= WRITTEN TASK 1 =
In the travel journal entry, where did the writer stop several times to watch pelicans and other shorebirds?

= EXCERPT TO READ =
┄┄┄┄┄┄┄┄┄┄
Thursday, October 29, 2015

Day 13: Mt. Tamalpais S.P. to Stinson Beach and Point Reyes National Seashore; overnight near San Quentin

Thursday
My first chore of the day was to empty the gray water tank under the sink in the van. I hadn't used all 5 gallons of the provided fresh water, so this container was only part full. I hauled it to the toilet in the campsite and dumped it there. During the night as I lay awake I had hit on an idea for getting rid of the kitty litter. In preparation for this trip in a van with no toilet, I'd read about various camp solutions and this seemed the easiest to rig from materials easily available. I never needed it because I spent my time close to all the necessaries. So I had a big bucket of highly scented kitty litter and did not want to burden the campground maintenance crew by unloading it there. Unless I suddenly met a cat-owner, I decided I would give it to an automotive garage or gas station for use in soaking up oil and gas spills.

Now for a time I was free to forget this was my last day and just enjoy it. I headed toward Point Reyes National Seashore, traveling down the mountain on the Panoramic Highway to a junction with Hwy 1 where I turned north. The highway hugs the coast and passes a tidewater mudflats called Bolinas Lagoon, where I stopped several times to watch pelicans and other shorebirds. In my luggage was a map a contradancer had drawn out for me, and I was now within range of an odd tidal phenomenon he described. A salt water hot springs is here, only accessible when the monthly tides are just right. Had I been here on October 21 at the right time of night I could have joined the locals who know of it, and hiked down for a communal bath.
┄┄┄┄┄┄┄┄┄┄
= EXERCISE MATERIAL =
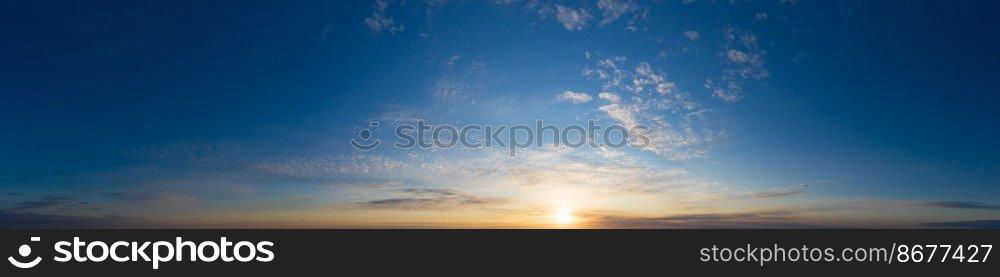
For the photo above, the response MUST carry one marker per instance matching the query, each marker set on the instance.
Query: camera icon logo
(25, 251)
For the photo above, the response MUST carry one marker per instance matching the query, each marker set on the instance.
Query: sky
(759, 114)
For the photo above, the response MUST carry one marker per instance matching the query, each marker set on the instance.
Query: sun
(563, 216)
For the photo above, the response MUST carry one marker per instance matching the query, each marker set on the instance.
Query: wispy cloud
(781, 191)
(10, 220)
(573, 19)
(675, 124)
(430, 199)
(378, 22)
(47, 203)
(611, 10)
(762, 219)
(574, 97)
(964, 205)
(743, 60)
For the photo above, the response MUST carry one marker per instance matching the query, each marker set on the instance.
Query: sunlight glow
(563, 216)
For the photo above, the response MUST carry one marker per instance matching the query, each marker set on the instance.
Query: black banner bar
(476, 252)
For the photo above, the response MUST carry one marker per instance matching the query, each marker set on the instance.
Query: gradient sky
(763, 114)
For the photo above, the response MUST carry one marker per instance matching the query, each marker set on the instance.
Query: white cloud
(574, 97)
(378, 22)
(737, 56)
(743, 61)
(676, 126)
(572, 19)
(613, 98)
(614, 9)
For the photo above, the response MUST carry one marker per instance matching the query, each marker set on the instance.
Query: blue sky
(762, 113)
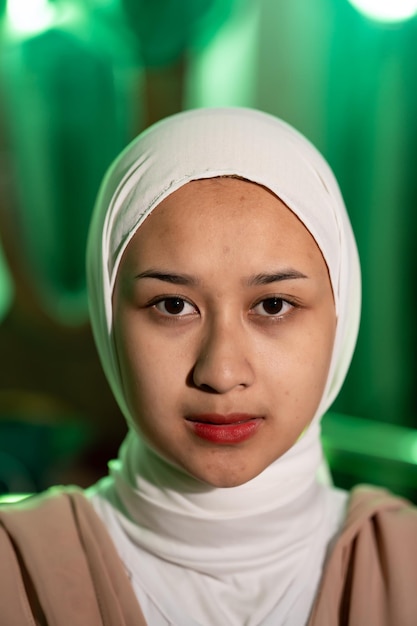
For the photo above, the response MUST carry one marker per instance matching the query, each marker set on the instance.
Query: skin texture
(224, 342)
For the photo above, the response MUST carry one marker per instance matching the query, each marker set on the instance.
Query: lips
(230, 429)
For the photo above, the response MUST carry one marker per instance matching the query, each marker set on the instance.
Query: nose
(223, 361)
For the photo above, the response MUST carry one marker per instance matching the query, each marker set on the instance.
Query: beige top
(56, 561)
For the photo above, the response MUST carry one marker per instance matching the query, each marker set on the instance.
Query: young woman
(225, 294)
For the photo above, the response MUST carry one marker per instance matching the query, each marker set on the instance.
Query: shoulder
(55, 554)
(370, 578)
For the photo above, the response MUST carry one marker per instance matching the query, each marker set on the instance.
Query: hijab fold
┄┄┄┄┄┄┄┄┄┄
= WRITTEN TASK 2 =
Identify every line of the records that contains the string "cloud" and copy each of those lines. Case counts.

= CORRECT OUTPUT 1 =
Bolinas Lagoon

= CORRECT OUTPUT 2 =
Query: wispy cloud
Query: white cloud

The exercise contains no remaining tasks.